**WRITTEN INSTRUCTION A**
Answer these questions using the passage on NAFTA's effects:
(i) What share of Canada's gross domestic product do exports now account for?
(ii) By what percentage have U.S. imports from Mexico grown since NAFTA took effect?
(iii) What is the average service-sector wage as a percentage of the average manufacturing wage?
**WRITTEN INSTRUCTION B**
Extend the passage on NAFTA's effects with the next part, beginning after its final sentence about employers threatening to close plants.
***** PROVIDED TEXT
As proponents press for extending free trade to the rest of the hemisphere through a Free Trade Area of the Americas agreement, the report warns that other countries are susceptible to the ill effects already experienced by NAFTA countries.
In the United States, NAFTA eliminated over 766,000 job opportunities between 1994 and 2000, as the trade deficit between the U.S. and its northern and southern neighbors ballooned, according to U.S. author Robert Scott.
In Mexico, large trade surpluses with the United States have not been enough to overcome even larger trade deficits with the rest of the world. Wages and incomes in Mexico fell between 1991 and 1998; and with NAFTA, inequality has grown and job quality has deteriorated for most workers, according to Mexican author Carlos Salas.
And in Canada, exports now account for 40 percent of gross domestic product. Still, overall growth during the 1990s was worse than in any other decade since the 1930s, and productivity growth has not led to growth in wages, according to Canadian author Bruce Campbell.
Key findings from the study for the United States include:
- Since NAFTA took effect on January 1, 1994, exports to Mexico have grown by 147 percent and exports to Canada have grown by 66 percent. But imports from Mexico have grown much faster, by 248 percent; and imports from Canada have grown by 79 percent.
- As a result, the net export deficit between the U.S. and its neighbors has grown from $16.6 billion in 1993 to $62.8 billion in 2000 in real terms.
- This growing trade deficit has led to the loss of 766,030 jobs in the United States since NAFTA’s implementation. These job losses are spread across all 50 states and the District of Columbia, with the biggest losses – where more than 20,000 job opportunities were eliminated per state – in California, Michigan, New York, Texas, Ohio, Illinois, Pennsylvania, North Carolina, Indiana, Florida, Tennessee, and Georgia.
- By reducing the prices of import-competing products, the growing U.S. trade deficit, and the new rules of the NAFTA agreement, have put downward pressure on the wages of non-college-educated workers in this country, who account for 72.7 percent of the workforce.
- This has happened for at least three reasons. First, displaced manufacturing workers have sought jobs in the service sector, where the average wage is 77 percent of the average manufacturing wage. Second, this movement from manufacturing to the service sector has increased the labor supply there, further depressing wages. And finally, employers have used their new freedom to move across borders as a tool in collective bargaining, by threatening to close plants.
**********
***** DATASET ENTRIES
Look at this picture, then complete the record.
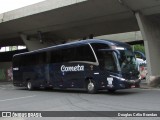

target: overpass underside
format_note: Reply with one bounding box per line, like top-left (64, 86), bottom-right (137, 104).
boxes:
top-left (0, 0), bottom-right (160, 80)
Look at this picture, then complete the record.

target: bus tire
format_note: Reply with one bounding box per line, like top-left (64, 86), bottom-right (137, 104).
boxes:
top-left (27, 80), bottom-right (34, 90)
top-left (108, 89), bottom-right (116, 93)
top-left (86, 79), bottom-right (97, 94)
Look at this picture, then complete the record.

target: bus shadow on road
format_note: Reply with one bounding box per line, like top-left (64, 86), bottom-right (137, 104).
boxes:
top-left (15, 88), bottom-right (139, 96)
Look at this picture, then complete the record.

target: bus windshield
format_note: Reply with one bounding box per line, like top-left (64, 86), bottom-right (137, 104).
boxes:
top-left (120, 50), bottom-right (138, 77)
top-left (100, 51), bottom-right (120, 72)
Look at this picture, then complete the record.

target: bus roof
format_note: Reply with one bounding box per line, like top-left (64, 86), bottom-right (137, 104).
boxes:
top-left (13, 39), bottom-right (130, 57)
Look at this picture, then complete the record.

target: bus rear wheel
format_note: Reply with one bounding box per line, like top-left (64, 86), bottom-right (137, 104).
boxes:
top-left (27, 81), bottom-right (34, 90)
top-left (86, 79), bottom-right (97, 94)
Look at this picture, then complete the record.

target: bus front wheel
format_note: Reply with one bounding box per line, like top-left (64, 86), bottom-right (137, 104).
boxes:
top-left (87, 79), bottom-right (97, 94)
top-left (27, 81), bottom-right (34, 90)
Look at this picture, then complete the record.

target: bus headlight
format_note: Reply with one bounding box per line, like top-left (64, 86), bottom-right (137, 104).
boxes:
top-left (110, 75), bottom-right (126, 81)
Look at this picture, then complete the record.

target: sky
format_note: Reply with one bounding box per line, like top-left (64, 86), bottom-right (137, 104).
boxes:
top-left (0, 0), bottom-right (44, 14)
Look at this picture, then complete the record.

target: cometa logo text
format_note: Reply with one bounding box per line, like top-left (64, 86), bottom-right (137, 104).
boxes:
top-left (61, 65), bottom-right (84, 72)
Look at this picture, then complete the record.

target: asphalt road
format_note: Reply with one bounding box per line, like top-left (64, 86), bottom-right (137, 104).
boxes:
top-left (0, 84), bottom-right (160, 120)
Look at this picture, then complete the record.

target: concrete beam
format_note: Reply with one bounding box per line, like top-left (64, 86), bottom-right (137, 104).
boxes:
top-left (20, 33), bottom-right (50, 51)
top-left (135, 12), bottom-right (160, 79)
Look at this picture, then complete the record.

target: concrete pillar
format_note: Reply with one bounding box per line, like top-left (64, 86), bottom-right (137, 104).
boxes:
top-left (20, 34), bottom-right (51, 51)
top-left (135, 12), bottom-right (160, 79)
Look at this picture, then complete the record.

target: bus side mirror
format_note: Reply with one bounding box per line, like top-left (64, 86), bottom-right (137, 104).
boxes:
top-left (113, 50), bottom-right (121, 59)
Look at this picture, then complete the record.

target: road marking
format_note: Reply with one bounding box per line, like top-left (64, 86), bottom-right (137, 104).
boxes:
top-left (0, 95), bottom-right (36, 102)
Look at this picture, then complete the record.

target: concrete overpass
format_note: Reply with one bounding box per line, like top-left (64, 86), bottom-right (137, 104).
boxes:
top-left (0, 0), bottom-right (160, 79)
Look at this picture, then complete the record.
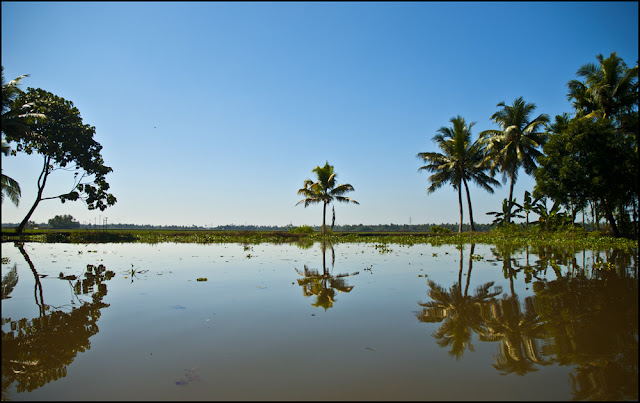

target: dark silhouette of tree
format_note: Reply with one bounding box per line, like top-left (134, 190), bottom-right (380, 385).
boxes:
top-left (296, 241), bottom-right (360, 311)
top-left (416, 244), bottom-right (502, 359)
top-left (417, 116), bottom-right (500, 232)
top-left (5, 88), bottom-right (116, 233)
top-left (296, 161), bottom-right (360, 235)
top-left (2, 243), bottom-right (115, 400)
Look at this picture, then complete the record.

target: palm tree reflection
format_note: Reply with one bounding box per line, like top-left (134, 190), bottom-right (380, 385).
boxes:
top-left (480, 294), bottom-right (552, 375)
top-left (416, 244), bottom-right (502, 359)
top-left (296, 241), bottom-right (360, 311)
top-left (2, 243), bottom-right (115, 400)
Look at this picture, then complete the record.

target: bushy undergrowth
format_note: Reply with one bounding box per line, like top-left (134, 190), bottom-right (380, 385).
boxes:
top-left (2, 225), bottom-right (638, 248)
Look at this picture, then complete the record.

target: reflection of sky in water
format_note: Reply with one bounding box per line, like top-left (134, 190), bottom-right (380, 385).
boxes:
top-left (2, 243), bottom-right (636, 400)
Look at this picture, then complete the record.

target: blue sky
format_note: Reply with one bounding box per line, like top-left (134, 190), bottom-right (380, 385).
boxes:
top-left (2, 1), bottom-right (638, 226)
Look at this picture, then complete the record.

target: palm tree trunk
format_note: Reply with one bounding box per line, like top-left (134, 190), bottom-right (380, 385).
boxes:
top-left (464, 243), bottom-right (476, 297)
top-left (320, 202), bottom-right (327, 235)
top-left (458, 184), bottom-right (463, 234)
top-left (602, 198), bottom-right (620, 238)
top-left (16, 157), bottom-right (50, 234)
top-left (462, 178), bottom-right (476, 232)
top-left (507, 172), bottom-right (516, 223)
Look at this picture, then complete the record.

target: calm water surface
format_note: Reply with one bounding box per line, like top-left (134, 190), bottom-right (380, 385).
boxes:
top-left (2, 243), bottom-right (638, 400)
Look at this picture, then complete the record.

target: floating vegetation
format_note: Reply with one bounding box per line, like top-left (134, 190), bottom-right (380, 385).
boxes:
top-left (176, 367), bottom-right (200, 386)
top-left (2, 229), bottom-right (638, 251)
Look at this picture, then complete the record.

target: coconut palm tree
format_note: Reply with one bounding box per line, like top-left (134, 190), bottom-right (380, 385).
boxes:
top-left (416, 244), bottom-right (502, 359)
top-left (480, 97), bottom-right (549, 222)
top-left (417, 115), bottom-right (500, 232)
top-left (296, 161), bottom-right (360, 235)
top-left (296, 241), bottom-right (360, 311)
top-left (480, 294), bottom-right (553, 375)
top-left (0, 139), bottom-right (21, 207)
top-left (567, 52), bottom-right (638, 118)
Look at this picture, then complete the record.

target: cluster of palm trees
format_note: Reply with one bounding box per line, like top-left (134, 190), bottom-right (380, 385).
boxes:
top-left (297, 52), bottom-right (638, 236)
top-left (417, 52), bottom-right (638, 234)
top-left (417, 98), bottom-right (549, 232)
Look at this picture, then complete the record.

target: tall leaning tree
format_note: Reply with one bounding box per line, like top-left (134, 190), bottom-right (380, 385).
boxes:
top-left (296, 161), bottom-right (360, 235)
top-left (0, 66), bottom-right (45, 206)
top-left (417, 115), bottom-right (500, 232)
top-left (3, 88), bottom-right (116, 233)
top-left (0, 139), bottom-right (21, 207)
top-left (480, 97), bottom-right (549, 222)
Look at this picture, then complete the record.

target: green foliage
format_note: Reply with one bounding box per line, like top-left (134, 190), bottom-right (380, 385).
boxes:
top-left (486, 198), bottom-right (524, 227)
top-left (296, 161), bottom-right (360, 235)
top-left (417, 115), bottom-right (500, 232)
top-left (49, 214), bottom-right (80, 229)
top-left (289, 225), bottom-right (313, 234)
top-left (431, 225), bottom-right (452, 234)
top-left (5, 88), bottom-right (116, 232)
top-left (534, 118), bottom-right (638, 237)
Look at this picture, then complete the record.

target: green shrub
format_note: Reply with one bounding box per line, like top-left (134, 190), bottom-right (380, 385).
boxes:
top-left (431, 225), bottom-right (451, 234)
top-left (289, 225), bottom-right (313, 234)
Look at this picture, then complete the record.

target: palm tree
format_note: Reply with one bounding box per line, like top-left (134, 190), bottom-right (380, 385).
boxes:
top-left (0, 139), bottom-right (21, 207)
top-left (486, 199), bottom-right (528, 227)
top-left (567, 52), bottom-right (638, 118)
top-left (296, 161), bottom-right (360, 235)
top-left (417, 115), bottom-right (500, 232)
top-left (416, 244), bottom-right (502, 359)
top-left (480, 97), bottom-right (549, 222)
top-left (480, 294), bottom-right (552, 375)
top-left (296, 241), bottom-right (360, 311)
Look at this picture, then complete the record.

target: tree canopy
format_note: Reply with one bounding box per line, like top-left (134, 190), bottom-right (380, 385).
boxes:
top-left (5, 88), bottom-right (116, 232)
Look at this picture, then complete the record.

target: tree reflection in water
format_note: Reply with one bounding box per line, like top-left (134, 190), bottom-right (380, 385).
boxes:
top-left (416, 244), bottom-right (502, 360)
top-left (2, 243), bottom-right (115, 400)
top-left (417, 245), bottom-right (638, 400)
top-left (296, 241), bottom-right (360, 311)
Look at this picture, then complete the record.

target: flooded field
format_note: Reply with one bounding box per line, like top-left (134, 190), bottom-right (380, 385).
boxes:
top-left (2, 243), bottom-right (638, 400)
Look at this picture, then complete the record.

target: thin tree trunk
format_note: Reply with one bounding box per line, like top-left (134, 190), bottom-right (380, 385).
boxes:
top-left (458, 185), bottom-right (463, 233)
top-left (462, 178), bottom-right (476, 232)
top-left (15, 242), bottom-right (45, 317)
top-left (464, 243), bottom-right (476, 297)
top-left (321, 202), bottom-right (327, 235)
top-left (507, 175), bottom-right (516, 223)
top-left (602, 198), bottom-right (620, 238)
top-left (16, 157), bottom-right (50, 234)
**********
**TASK ANSWER A**
(i) 40 percent
(ii) 248 percent
(iii) 77 percent

**TASK ANSWER B**
Key findings from the study for Mexico include:
- Between 1995 and 1999, manufacturing exports improved rapidly, growing at an annual rate of 16 percent, due almost exclusively to maquiladora factories, factories built near the border for the purpose of manufacturing exports to the U.S.
- Maquiladora employment grew rapidly over the last two-and-a-half decades, from 60,000 jobs in 1975 to 420,000 in 1990 to 1.3 million in 2000. Maquiladora factories remained largely unaffected by the recession of the mid 90s, given their limited dependence on the Mexican economy. Though these factories have thrived under NAFTA, they have contributed little to Mexico’s development and internal markets. Wages, benefits, and workers’ rights are deliberately suppressed in maquiladoras.
- The growth in manufacturing imports during this period outpaced exports, however, growing by 18.5 percent, which explains Mexico’s rapidly growing overall trade deficit from 1995 to 1999, and which could lead to another major currency crisis like the collapse of the Peso in 1995.
- NAFTA has not delivered many of its promised benefits to Mexican workers. By 1998, the incomes of salaried workers had fallen by 25 percent since 1991, while incomes of the self-employed had fallen 40 percent.
- During the 1990s, the minimum wage in Mexico lost nearly 50 percent of its purchasing power. Manufacturing wages fell 21 percent between 1993 and 1999.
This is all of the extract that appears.